• EXERCISE DETAILS
Below is a listing from which only part is wanted; return exactly the lines from the one with "Target: grassy bank" up to and including the one with "x=196, y=140".

• DATA TO USE
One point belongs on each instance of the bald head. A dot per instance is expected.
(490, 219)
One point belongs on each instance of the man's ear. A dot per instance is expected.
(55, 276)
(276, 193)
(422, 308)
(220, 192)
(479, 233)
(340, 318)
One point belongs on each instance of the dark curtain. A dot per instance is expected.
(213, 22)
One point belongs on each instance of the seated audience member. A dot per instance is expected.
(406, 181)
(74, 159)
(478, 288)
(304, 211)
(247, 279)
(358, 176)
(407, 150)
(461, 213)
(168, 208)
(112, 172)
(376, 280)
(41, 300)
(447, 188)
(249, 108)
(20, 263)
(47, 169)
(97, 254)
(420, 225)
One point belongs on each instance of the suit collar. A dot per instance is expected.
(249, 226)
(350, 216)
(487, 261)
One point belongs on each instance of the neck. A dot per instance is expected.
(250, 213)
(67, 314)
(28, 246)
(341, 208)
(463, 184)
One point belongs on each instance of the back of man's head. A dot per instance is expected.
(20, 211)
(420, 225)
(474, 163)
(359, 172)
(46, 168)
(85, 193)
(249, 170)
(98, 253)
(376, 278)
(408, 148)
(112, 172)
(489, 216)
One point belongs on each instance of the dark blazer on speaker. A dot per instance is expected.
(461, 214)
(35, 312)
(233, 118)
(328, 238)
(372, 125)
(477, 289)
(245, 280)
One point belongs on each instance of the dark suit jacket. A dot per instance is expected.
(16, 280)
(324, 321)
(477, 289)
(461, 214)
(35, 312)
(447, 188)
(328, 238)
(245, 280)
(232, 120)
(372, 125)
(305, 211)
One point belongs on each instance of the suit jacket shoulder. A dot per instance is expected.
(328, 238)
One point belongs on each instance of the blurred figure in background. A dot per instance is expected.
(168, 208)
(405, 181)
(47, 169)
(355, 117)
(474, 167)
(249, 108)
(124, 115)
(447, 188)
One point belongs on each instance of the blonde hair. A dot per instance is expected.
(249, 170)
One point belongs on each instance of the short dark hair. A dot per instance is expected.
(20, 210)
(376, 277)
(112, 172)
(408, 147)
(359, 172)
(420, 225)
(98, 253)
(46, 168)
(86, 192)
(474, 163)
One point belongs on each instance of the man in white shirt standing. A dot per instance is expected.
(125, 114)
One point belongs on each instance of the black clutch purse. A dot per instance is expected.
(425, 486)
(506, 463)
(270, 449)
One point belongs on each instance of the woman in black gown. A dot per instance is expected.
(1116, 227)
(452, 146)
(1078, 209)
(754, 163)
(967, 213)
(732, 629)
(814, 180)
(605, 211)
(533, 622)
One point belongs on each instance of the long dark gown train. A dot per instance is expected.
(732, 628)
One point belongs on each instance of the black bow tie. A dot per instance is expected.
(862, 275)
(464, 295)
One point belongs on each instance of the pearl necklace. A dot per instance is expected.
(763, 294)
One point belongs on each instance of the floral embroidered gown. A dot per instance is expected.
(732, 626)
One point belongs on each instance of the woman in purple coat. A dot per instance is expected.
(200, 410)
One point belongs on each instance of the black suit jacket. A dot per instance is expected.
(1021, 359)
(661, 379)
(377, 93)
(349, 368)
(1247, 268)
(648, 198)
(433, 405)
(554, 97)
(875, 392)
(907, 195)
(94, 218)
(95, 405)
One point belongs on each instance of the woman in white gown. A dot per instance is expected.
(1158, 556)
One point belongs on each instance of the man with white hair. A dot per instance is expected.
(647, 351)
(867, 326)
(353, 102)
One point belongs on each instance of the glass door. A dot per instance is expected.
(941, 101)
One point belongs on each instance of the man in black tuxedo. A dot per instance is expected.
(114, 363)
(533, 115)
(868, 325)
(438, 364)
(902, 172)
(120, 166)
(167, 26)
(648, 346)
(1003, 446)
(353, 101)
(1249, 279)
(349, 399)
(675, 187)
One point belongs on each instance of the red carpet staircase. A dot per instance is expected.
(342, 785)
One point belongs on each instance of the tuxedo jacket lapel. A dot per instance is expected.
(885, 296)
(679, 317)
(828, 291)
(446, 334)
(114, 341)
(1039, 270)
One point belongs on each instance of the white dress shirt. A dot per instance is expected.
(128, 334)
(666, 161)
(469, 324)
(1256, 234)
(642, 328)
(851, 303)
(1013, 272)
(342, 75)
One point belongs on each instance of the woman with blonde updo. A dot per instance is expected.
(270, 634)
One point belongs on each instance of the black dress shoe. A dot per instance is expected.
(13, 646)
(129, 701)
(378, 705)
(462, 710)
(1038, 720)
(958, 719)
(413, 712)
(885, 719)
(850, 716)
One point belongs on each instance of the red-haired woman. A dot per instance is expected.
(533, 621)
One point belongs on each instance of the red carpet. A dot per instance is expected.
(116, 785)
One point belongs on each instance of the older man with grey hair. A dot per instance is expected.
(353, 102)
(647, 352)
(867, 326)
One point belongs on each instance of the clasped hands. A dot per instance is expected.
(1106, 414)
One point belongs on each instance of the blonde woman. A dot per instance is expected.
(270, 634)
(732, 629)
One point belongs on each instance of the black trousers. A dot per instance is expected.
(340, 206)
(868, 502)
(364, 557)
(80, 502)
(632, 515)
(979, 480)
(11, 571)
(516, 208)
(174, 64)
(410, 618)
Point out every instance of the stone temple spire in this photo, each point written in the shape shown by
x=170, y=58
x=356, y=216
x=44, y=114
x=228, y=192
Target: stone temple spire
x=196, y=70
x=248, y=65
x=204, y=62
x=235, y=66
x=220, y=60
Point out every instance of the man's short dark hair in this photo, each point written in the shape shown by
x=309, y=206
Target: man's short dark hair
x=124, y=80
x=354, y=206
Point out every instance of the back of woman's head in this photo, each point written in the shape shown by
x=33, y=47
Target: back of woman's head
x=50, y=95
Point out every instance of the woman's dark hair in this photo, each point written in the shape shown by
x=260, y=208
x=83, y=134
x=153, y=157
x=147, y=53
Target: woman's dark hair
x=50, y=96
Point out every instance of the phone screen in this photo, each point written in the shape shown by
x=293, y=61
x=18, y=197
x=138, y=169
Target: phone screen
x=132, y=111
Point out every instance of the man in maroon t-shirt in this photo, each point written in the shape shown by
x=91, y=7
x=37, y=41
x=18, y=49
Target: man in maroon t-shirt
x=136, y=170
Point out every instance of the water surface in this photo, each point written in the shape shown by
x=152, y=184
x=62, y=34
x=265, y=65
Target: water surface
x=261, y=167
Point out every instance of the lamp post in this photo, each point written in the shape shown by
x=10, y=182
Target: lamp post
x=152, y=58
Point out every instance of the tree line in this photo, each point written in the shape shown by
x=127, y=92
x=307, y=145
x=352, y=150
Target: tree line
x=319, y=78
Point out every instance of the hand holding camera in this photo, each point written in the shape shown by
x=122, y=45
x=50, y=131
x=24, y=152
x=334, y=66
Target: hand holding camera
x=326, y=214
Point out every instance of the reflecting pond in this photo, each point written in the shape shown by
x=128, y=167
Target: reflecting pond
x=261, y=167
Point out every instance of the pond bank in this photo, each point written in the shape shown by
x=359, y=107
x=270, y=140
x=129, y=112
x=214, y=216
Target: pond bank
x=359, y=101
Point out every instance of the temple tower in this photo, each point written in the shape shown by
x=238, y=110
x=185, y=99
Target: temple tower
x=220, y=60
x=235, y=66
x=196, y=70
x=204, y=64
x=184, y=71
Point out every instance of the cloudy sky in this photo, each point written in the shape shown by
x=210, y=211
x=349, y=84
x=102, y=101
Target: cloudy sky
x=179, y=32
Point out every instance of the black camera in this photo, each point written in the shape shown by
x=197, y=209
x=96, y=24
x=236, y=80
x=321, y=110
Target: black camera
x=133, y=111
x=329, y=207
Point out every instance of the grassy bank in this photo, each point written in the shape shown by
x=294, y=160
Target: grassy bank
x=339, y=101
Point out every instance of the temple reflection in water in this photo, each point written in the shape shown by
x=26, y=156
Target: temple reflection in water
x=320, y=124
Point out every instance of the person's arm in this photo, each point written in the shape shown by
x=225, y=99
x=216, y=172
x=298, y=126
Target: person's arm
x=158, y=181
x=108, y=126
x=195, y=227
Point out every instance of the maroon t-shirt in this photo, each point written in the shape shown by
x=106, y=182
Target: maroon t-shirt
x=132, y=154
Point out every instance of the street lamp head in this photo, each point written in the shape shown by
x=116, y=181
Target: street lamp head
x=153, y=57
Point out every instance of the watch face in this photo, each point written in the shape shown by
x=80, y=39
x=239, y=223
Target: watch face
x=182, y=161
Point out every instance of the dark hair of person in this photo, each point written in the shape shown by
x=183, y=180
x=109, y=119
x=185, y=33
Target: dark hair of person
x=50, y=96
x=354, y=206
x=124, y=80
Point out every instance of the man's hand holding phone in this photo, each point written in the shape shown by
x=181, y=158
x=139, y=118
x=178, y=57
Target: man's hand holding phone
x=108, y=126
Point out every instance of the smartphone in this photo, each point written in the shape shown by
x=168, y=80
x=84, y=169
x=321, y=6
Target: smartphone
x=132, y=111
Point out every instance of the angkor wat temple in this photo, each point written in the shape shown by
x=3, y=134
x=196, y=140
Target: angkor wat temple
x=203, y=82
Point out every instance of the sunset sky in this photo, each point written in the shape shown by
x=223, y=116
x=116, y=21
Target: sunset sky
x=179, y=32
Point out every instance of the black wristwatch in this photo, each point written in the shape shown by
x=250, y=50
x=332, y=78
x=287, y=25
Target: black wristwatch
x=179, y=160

• SOLVED PROBLEM
Target: grassy bank
x=339, y=101
Point out every instance of the temple reflection in water in this photo, each point written in the shape shown by
x=26, y=156
Target: temple reflection in water
x=320, y=124
Point out every instance of the person's arm in this photo, each point written in the shape shown by
x=225, y=99
x=216, y=172
x=298, y=126
Target: person's arm
x=158, y=181
x=108, y=126
x=195, y=227
Point out every instance of the maroon t-shirt in this photo, each point written in the shape shown by
x=106, y=182
Target: maroon t-shirt
x=132, y=154
Point out every instance of the street lamp head in this photo, each point written in the shape shown by
x=116, y=181
Target: street lamp head
x=153, y=57
Point out every instance of the watch face in this photo, each point written in the shape shown by
x=80, y=39
x=239, y=223
Target: watch face
x=182, y=161
Point out every instance of the dark hair of person in this photo, each point written in the shape shown by
x=183, y=180
x=109, y=119
x=185, y=33
Target: dark hair of person
x=50, y=96
x=354, y=206
x=124, y=80
Point out every instance of the man's hand holding phone in this photo, each point written in the shape shown by
x=181, y=158
x=139, y=118
x=178, y=57
Target: man's hand holding phone
x=108, y=126
Point out every instance of the smartphone in this photo, each point written in the shape shown by
x=168, y=80
x=84, y=169
x=321, y=6
Target: smartphone
x=132, y=111
Point out every instance of the angkor wat temple in this photo, each point written in the shape shown by
x=3, y=134
x=196, y=140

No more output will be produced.